==== Data listing
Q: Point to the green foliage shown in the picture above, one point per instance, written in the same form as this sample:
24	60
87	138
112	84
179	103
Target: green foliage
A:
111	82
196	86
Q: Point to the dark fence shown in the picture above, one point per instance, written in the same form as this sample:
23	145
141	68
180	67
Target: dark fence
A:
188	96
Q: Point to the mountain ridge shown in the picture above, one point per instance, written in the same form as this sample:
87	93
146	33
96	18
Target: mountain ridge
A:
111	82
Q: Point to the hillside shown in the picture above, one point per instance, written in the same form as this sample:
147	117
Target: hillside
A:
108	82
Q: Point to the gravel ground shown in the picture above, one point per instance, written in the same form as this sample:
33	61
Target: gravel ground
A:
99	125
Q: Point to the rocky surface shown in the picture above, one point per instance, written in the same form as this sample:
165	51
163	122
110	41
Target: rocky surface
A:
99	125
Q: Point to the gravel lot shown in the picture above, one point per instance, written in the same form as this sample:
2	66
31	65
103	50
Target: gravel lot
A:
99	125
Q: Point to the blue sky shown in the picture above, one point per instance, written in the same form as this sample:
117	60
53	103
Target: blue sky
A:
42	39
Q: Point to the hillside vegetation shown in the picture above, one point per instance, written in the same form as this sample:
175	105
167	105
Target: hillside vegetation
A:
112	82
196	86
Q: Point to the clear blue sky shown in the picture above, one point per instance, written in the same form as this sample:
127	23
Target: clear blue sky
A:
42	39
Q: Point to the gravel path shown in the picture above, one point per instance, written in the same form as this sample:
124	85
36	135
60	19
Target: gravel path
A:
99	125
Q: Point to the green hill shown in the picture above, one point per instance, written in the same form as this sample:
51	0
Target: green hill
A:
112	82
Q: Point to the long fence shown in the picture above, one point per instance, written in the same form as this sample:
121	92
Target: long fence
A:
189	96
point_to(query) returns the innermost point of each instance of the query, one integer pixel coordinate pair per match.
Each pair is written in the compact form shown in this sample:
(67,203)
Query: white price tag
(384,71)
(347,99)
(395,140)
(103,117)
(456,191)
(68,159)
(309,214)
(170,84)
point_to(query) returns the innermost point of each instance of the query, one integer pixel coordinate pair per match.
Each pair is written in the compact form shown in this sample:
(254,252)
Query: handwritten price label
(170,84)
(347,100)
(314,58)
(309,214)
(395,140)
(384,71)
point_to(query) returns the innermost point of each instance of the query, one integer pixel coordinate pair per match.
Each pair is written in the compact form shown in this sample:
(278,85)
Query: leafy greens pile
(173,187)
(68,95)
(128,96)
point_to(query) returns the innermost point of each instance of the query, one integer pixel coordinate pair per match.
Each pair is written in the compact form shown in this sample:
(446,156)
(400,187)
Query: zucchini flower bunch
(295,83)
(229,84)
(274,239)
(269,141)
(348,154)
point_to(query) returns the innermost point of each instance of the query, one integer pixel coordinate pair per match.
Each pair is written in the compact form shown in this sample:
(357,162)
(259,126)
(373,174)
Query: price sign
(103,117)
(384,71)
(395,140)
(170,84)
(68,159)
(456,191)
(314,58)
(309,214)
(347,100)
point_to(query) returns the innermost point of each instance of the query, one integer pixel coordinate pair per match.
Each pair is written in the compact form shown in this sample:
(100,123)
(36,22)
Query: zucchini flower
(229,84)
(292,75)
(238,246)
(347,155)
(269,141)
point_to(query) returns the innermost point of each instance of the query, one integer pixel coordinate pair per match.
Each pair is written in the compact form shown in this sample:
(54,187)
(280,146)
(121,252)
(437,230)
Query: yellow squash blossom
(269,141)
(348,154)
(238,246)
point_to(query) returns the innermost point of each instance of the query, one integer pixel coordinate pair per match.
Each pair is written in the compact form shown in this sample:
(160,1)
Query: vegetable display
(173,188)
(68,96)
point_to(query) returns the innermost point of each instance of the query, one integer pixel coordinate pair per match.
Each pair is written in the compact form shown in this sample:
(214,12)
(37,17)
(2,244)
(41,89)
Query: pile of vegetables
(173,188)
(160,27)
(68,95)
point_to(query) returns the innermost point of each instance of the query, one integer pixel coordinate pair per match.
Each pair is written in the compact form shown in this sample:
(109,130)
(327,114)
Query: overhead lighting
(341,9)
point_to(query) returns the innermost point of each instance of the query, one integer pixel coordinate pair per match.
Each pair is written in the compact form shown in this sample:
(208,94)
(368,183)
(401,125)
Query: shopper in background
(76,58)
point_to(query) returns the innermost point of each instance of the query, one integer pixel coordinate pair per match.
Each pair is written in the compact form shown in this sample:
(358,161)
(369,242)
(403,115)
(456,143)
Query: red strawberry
========
### Goal
Transcribe the full listing above without leaving anything out.

### Solution for this problem
Q: Point to the green foliage shown in the picture above, one point per instance, written in the same form as this sample:
24	60
87	138
112	84
179	103
Target: green foliage
A:
111	82
196	86
Q: Point to the dark fence shown in the picture above, one point per instance, written in the same form as this sample:
23	145
141	68
180	67
Target: dark fence
A:
188	96
Q: Point to the mountain ridge shown in the picture above, one point per instance, written in the same form as this sample:
87	93
146	33
96	18
Target: mountain ridge
A:
111	82
Q: Point to the hillside shown in the picture above, one point per instance, written in the same form as this sample:
147	117
Target: hillside
A:
108	82
Q: Point to the gravel ground shown in the picture above, one point per instance, written in the same form as this sample:
33	61
Target: gravel ground
A:
99	125
Q: Point to the rocky surface shown in the picture above, one point per instance, written in the same form as this sample:
165	51
163	122
110	41
Target: rocky surface
A:
99	125
Q: Point to the gravel lot shown in the picture above, one point per instance, written in the same form as this sample:
2	66
31	65
103	50
Target: gravel lot
A:
99	125
Q: Point to the blue sky shown in the picture above, one point per instance, written in the same form as this sample:
117	60
53	103
Target: blue sky
A:
42	39
Q: Point to the hillside vegetation shown in the picture above, one point per instance, written in the same form as this sample:
175	105
167	105
Target: hillside vegetation
A:
112	82
196	86
Q: Point to the clear blue sky shown in the picture above, one point per instance, written in the same form as this sample:
127	23
Target: clear blue sky
A:
42	39
Q: Point to the gravel path shown in the picture above, one point per instance, written in the same form as this sample:
124	85
36	135
60	19
Target: gravel path
A:
99	125
Q: Point to the green hill shown in the picture above, one point per instance, written in the same form as this sample:
51	0
Target: green hill
A:
112	82
Q: Point to the long fence shown in the picture above, one point per instance, written in the same form as this sample:
121	92
Target: long fence
A:
189	96
point_to(query) returns the innermost point of each instance of the query, one integer pixel coordinate pair per match.
Each pair is written in the compact form shown in this sample:
(67,203)
Query: white price tag
(384,71)
(347,99)
(395,140)
(103,117)
(456,191)
(68,159)
(309,214)
(170,84)
point_to(query) returns the innermost point of each instance of the query, one integer pixel coordinate pair per match.
Each pair is written in the compact form shown in this sample:
(254,252)
Query: handwritten price label
(170,84)
(347,100)
(314,58)
(309,214)
(395,140)
(384,71)
point_to(query) returns the innermost point of each instance of the query, one integer pixel coordinate pair per match.
Each pair is written in the compact form shown in this sample:
(278,85)
Query: leafy greens pile
(173,187)
(68,95)
(128,96)
point_to(query) returns the innermost point of each instance of the query, one integer pixel coordinate pair per match.
Each pair is written in the compact form shown in this sample:
(446,156)
(400,187)
Query: zucchini flower bunch
(295,83)
(229,84)
(274,239)
(269,141)
(348,154)
point_to(query) returns the innermost point of each instance of the query, one integer pixel coordinate pair per match.
Each pair is written in the compact form shown in this sample:
(357,162)
(259,126)
(373,174)
Query: price sign
(103,117)
(384,71)
(395,140)
(170,84)
(68,159)
(456,191)
(314,58)
(309,214)
(347,100)
point_to(query) returns the innermost point of each instance of the query, one integer pixel coordinate pair per match.
Each pair is written in the compact form shown in this sample:
(100,123)
(36,22)
Query: zucchini flower
(229,84)
(292,75)
(238,246)
(347,155)
(269,141)
point_to(query) returns the innermost point of each instance of the query, one integer pixel coordinate pair per match.
Each pair is written in the compact form shown in this sample:
(54,187)
(280,146)
(121,252)
(437,230)
Query: yellow squash blossom
(269,141)
(348,154)
(238,246)
point_to(query) returns the innermost point of each instance of the query, one integer pixel coordinate pair per match.
Each pair is written in the compact form shown in this sample:
(160,1)
Query: vegetable display
(173,188)
(68,96)
point_to(query) returns the innermost point of each instance of the query, one integer pixel coordinate pair per match.
Each pair is written in the compact form shown in this sample:
(214,12)
(37,17)
(2,244)
(41,89)
Query: pile of vegetables
(173,188)
(160,27)
(68,95)
point_to(query) returns the innermost point of each instance of the query, one integer pixel coordinate pair per match.
Each pair is written in the compact form shown in this sample:
(109,130)
(327,114)
Query: overhead lighting
(341,9)
point_to(query) returns the innermost point of each instance of the query, one integer pixel coordinate pair per match.
Each pair is written in the compact form shown in this sample:
(208,94)
(368,183)
(401,125)
Query: shopper in background
(76,58)
point_to(query) returns the innermost point of each instance of the query, one integer pixel coordinate pair per match.
Each pair is written in the compact form shown in this sample:
(358,161)
(369,242)
(403,115)
(456,143)
Query: red strawberry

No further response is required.